━━━ Given passage ━━━

Sound Waves (Grade 10 NSC Matric Physical Sciences): Revision Notes
Sound Waves
What are sound waves?
Sound waves are a type of longitudinal wave that travels through matter. When you hear any sound around you, what you're actually detecting are pressure changes in the air that reach your ears.
Sound is created when something causes a disturbance in the air around it. This disturbance creates a pulse that travels away from where it started. When this pulse reaches your ear, it makes your eardrum vibrate, which is how you hear the sound.
Scientists define sound waves as longitudinal pressure waves. This means the waves are made up of alternating areas of compressions and rarefactions in the air pressure.
How sound waves are created
Let's look at how a tuning fork creates sound waves to understand this process better.

A tuning fork is a special instrument that musicians use to create sound waves of a specific frequency. When you strike a tuning fork, its prongs vibrate back and forth very quickly.
How a Tuning Fork Creates Sound Waves:
Step 1: The vibrating prongs push against the air particles in front of them
Step 2: These air particles get pushed together, creating a compression (high pressure area)
Step 3: The particles behind the compression spread out, creating a rarefaction (low pressure area)
Step 4: As the prongs continue vibrating, this pattern of compressions and rarefactions travels through the air

Properties of sound waves
Sound waves have two main features that make them different from other types of waves:
Compressions and rarefactions
- Compressions: These are regions where air particles are squeezed together, creating areas of high pressure
- Rarefactions: These are regions where air particles are spread apart, creating areas of low pressure
The continuous creation of these alternating high and low pressure areas is what allows sound to travel through the air as a wave.

━━━

▶ [Tasks for this exercise]
(a) In the sound waves notes, how do scientists define sound waves?
(b) Carry on the sound waves notes from the point where they end.
The rows below come from a different source.

━━━ Extracted records ━━━

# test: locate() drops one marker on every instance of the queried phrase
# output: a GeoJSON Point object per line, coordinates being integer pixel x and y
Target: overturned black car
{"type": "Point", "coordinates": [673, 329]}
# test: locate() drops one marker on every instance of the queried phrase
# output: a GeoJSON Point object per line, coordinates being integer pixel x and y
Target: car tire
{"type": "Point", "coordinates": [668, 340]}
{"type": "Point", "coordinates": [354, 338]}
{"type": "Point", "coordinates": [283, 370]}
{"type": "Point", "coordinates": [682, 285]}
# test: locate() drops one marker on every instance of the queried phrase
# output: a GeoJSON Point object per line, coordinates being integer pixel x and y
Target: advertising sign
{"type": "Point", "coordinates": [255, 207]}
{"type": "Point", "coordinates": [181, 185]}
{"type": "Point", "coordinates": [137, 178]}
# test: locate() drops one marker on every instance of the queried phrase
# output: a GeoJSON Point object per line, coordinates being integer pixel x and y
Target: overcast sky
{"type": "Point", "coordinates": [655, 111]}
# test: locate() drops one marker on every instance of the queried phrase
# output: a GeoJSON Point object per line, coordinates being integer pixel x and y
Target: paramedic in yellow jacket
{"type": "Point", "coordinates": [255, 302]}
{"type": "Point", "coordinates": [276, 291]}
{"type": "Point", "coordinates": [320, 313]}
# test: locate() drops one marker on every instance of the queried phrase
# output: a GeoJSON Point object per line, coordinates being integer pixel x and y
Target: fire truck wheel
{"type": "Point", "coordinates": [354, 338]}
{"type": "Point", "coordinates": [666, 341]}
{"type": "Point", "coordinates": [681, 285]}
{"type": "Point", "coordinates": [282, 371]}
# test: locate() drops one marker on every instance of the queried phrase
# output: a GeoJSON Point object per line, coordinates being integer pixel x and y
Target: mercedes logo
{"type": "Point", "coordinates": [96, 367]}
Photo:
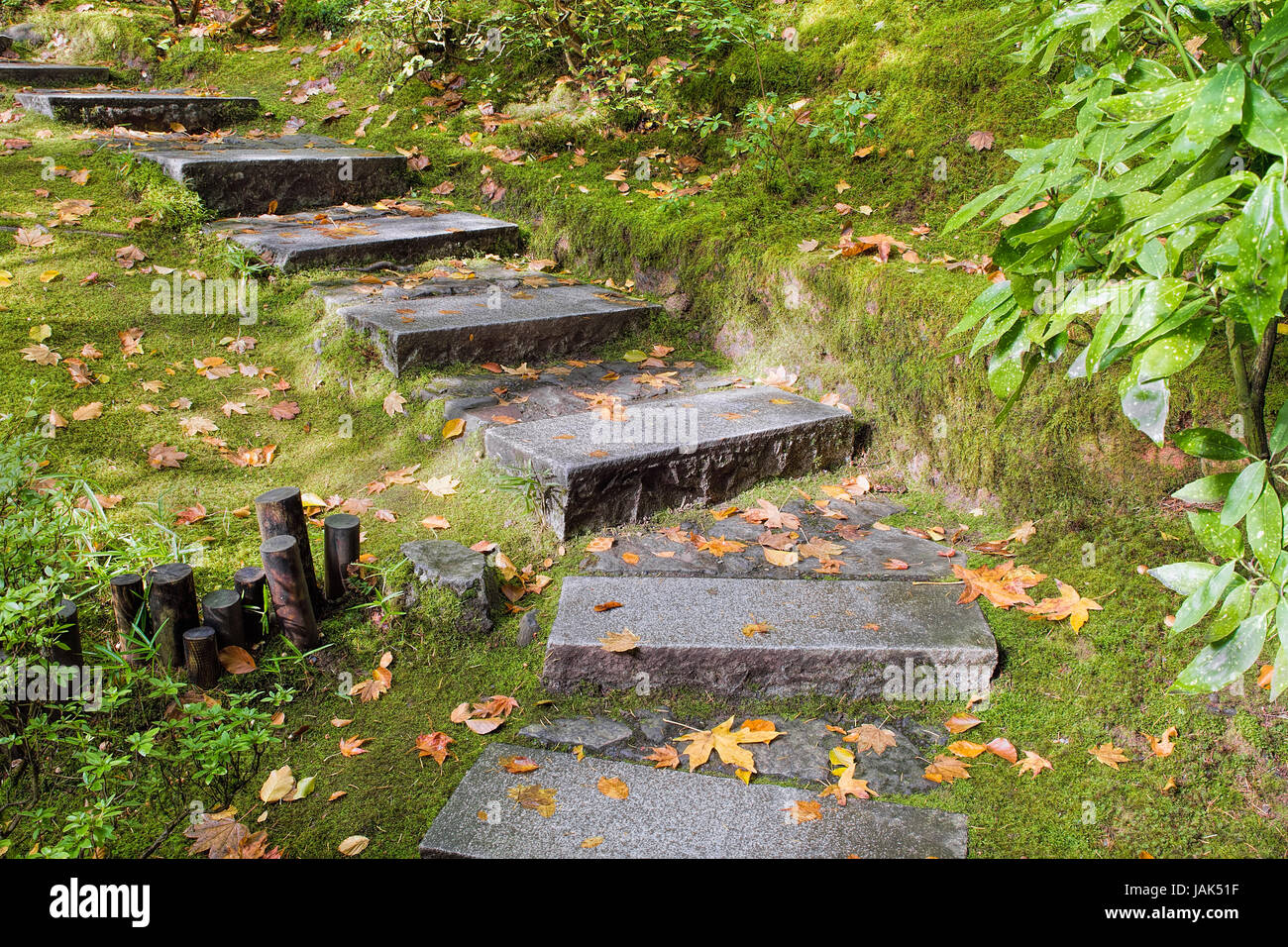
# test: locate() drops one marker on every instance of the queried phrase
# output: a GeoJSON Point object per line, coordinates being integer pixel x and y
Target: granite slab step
{"type": "Point", "coordinates": [608, 467]}
{"type": "Point", "coordinates": [669, 814]}
{"type": "Point", "coordinates": [142, 111]}
{"type": "Point", "coordinates": [252, 175]}
{"type": "Point", "coordinates": [855, 549]}
{"type": "Point", "coordinates": [498, 320]}
{"type": "Point", "coordinates": [342, 237]}
{"type": "Point", "coordinates": [50, 75]}
{"type": "Point", "coordinates": [842, 639]}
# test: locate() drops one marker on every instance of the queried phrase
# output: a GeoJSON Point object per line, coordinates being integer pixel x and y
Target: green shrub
{"type": "Point", "coordinates": [314, 16]}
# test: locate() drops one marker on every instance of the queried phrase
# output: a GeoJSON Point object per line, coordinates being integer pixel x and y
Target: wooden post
{"type": "Point", "coordinates": [250, 583]}
{"type": "Point", "coordinates": [342, 536]}
{"type": "Point", "coordinates": [281, 513]}
{"type": "Point", "coordinates": [171, 609]}
{"type": "Point", "coordinates": [201, 650]}
{"type": "Point", "coordinates": [220, 609]}
{"type": "Point", "coordinates": [290, 590]}
{"type": "Point", "coordinates": [65, 646]}
{"type": "Point", "coordinates": [129, 605]}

━━━

▶ [Task-by-task results]
(a) As longitudinal pressure waves.

(b)
Need for a medium
Unlike light waves, sound waves must have a medium to travel through. They cannot travel through empty space (vacuum).
The medium can be:
- Air (most common)
- Liquids like water
- Solids like metal or wood
How sound waves travel through different media
Sound waves behave differently depending on what they're travelling through:
Speed in different media:
- Sound travels fastest in solids
- Sound travels at medium speed in liquids
- Sound travels slowest in gases like air
This happens because the particles in solids are closer together than in liquids, and particles in liquids are closer together than in gases. When particles are closer together (denser material), the sound wave can travel faster between them.
Practical investigation: Building a telephone
You can demonstrate how sound travels through different media by building your own telephone using simple materials.

Building Your Own Telephone:
Materials needed:
- Two tin cans or paper cups
- String
- Toothpicks or small sticks
Method:
- Tie a toothpick to each end of a long piece of string
- Make a small hole in the bottom of each can or cup
- Push the toothpick through the hole and pull the string tight
- Place one can at each end of the string
- Hold the string tight and talk into one can while someone listens at the other end
Why it works:
- Sound waves travel much faster and further through the tight string than through air alone
- The string must be tight for the sound wave to travel through it effectively
- The cups help to amplify (make louder) the sound at both ends
This experiment shows that sound waves need a medium to travel through, and they travel better through some materials than others.
Remember!
Key Points to Remember:
- Sound waves are longitudinal pressure waves made up of compressions (high pressure) and rarefactions (low pressure)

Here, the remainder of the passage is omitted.